== Records for this task ==
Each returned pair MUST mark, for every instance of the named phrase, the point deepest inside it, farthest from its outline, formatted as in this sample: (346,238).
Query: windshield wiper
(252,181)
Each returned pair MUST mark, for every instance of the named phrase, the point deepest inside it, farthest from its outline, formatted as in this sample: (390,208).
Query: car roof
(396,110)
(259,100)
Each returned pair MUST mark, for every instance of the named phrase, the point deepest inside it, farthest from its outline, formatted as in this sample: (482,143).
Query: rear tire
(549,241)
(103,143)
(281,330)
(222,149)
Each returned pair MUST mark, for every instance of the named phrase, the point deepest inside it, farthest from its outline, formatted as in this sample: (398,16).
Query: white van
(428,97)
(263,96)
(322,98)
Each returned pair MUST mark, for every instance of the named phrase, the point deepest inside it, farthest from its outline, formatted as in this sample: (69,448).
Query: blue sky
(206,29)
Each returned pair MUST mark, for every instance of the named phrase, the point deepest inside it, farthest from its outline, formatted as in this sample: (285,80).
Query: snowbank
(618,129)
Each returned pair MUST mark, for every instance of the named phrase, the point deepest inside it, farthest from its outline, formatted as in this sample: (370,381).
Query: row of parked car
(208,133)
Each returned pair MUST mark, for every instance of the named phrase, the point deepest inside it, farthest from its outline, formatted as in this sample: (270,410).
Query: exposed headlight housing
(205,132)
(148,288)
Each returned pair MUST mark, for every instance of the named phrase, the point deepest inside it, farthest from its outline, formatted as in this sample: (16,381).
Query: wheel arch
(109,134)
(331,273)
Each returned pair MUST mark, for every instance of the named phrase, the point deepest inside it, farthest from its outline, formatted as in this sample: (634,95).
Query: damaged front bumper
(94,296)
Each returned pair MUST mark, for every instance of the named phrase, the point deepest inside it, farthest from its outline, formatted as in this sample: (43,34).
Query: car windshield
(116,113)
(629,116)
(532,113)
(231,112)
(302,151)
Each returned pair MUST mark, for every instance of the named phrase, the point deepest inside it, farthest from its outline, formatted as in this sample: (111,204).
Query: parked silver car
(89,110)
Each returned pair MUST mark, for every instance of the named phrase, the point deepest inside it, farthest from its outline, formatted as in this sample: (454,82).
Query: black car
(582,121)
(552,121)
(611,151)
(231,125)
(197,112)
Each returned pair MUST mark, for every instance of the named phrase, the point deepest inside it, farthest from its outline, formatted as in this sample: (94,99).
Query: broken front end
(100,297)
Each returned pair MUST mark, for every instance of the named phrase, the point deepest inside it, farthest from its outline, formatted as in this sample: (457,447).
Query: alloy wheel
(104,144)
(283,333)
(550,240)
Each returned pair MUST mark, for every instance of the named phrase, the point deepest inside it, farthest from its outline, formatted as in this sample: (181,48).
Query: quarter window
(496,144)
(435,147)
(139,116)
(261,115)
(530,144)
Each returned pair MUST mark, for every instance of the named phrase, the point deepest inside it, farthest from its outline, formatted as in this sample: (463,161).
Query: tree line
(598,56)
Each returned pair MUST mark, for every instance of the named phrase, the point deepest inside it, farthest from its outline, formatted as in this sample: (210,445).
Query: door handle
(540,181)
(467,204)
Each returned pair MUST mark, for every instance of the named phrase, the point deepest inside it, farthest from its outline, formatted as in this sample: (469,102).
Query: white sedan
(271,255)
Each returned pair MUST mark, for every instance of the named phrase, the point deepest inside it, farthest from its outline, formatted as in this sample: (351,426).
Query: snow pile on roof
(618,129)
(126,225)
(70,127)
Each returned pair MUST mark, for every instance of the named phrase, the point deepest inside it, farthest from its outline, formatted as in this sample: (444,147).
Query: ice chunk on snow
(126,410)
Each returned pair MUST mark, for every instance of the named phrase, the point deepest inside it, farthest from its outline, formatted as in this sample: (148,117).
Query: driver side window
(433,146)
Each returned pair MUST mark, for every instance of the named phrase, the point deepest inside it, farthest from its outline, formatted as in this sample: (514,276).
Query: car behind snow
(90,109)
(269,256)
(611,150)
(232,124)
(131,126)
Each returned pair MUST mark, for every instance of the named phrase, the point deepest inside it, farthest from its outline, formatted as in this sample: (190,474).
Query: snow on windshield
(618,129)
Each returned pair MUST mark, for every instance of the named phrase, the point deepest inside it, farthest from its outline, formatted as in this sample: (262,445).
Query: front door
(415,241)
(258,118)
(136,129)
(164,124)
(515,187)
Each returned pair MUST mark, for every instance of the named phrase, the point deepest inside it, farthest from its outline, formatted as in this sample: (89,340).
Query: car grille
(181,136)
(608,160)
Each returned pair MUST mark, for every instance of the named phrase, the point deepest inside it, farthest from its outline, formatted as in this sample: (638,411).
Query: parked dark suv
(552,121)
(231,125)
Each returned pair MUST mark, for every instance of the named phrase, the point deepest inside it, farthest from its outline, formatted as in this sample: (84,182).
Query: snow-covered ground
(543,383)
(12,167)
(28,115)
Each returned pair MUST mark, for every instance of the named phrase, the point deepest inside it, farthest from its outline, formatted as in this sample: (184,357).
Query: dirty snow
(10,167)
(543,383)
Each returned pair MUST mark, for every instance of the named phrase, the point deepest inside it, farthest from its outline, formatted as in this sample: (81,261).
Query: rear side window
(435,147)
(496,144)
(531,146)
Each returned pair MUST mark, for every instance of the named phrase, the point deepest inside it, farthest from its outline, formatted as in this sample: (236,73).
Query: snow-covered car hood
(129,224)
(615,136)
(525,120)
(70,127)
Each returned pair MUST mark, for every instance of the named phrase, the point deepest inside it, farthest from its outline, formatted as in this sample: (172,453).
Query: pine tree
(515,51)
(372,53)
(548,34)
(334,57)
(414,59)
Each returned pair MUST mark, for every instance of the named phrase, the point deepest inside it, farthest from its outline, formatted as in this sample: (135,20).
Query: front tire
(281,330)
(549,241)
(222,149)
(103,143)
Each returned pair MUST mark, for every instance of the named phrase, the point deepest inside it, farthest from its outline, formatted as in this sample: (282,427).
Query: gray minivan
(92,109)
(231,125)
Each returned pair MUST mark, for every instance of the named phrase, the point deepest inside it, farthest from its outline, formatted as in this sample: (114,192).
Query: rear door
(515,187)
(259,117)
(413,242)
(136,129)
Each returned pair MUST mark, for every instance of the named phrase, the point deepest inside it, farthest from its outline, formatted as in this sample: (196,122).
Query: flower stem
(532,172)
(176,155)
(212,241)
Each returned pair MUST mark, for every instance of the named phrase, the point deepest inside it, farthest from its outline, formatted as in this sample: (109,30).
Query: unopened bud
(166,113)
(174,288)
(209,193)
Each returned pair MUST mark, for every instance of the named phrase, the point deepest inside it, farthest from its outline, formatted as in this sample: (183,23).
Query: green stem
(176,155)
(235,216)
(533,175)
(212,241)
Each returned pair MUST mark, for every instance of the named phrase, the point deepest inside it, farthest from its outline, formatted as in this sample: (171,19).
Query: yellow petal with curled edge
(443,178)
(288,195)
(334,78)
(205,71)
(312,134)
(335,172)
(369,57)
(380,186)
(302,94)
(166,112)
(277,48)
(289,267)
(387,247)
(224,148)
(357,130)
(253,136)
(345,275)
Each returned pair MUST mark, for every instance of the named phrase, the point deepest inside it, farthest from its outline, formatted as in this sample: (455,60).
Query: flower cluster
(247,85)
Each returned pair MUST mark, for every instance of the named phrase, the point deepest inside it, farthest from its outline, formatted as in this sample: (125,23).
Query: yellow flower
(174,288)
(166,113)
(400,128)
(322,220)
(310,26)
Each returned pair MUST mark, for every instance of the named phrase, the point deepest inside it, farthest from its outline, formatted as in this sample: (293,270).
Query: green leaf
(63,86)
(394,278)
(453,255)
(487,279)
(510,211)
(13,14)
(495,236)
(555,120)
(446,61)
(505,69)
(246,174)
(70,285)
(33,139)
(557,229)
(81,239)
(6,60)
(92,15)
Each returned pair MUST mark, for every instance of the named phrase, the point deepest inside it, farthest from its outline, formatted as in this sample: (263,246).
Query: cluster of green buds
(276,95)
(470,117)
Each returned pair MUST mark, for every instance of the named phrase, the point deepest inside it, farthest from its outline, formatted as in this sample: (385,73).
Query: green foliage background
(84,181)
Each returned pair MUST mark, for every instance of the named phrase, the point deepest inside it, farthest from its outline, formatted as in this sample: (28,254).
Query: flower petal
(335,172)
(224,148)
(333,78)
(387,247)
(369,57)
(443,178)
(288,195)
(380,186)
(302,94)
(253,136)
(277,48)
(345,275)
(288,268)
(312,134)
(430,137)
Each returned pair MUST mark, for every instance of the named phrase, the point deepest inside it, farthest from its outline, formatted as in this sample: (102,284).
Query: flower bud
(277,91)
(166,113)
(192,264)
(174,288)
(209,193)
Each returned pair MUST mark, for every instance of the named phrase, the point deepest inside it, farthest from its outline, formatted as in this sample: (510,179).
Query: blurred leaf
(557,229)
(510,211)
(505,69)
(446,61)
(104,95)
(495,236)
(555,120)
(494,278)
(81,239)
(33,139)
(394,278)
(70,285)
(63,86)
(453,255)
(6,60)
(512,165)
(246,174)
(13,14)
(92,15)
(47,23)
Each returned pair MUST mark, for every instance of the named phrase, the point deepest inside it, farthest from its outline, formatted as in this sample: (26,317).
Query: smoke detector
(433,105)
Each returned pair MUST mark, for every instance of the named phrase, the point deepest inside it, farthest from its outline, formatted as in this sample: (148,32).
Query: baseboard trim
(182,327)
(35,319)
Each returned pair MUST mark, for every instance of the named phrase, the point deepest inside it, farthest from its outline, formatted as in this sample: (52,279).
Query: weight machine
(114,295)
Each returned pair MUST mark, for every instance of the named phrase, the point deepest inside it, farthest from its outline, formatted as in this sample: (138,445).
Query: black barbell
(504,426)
===
Find "this sample: (148,32)." in the data above, then repeat that line and all lines after it exactly, ending with the final line.

▶ [Final result]:
Each returned pair MUST mark, for every instance of the named phrase, the point deepest inside it, farthest from its outline, formatted as in this sample: (148,32).
Query: baseboard trim
(182,327)
(35,319)
Each returned pair MUST mark, for every instance of the named phrase, the point deepest inside it, farthest from its outline, formatted as in this sample: (52,279).
Query: weight machine
(114,295)
Each returned pair MUST mark, for every instance of the named phrase, the point deepest inside it, farthest from its outline, formatted as in this sample: (138,445).
Query: black barbell
(504,426)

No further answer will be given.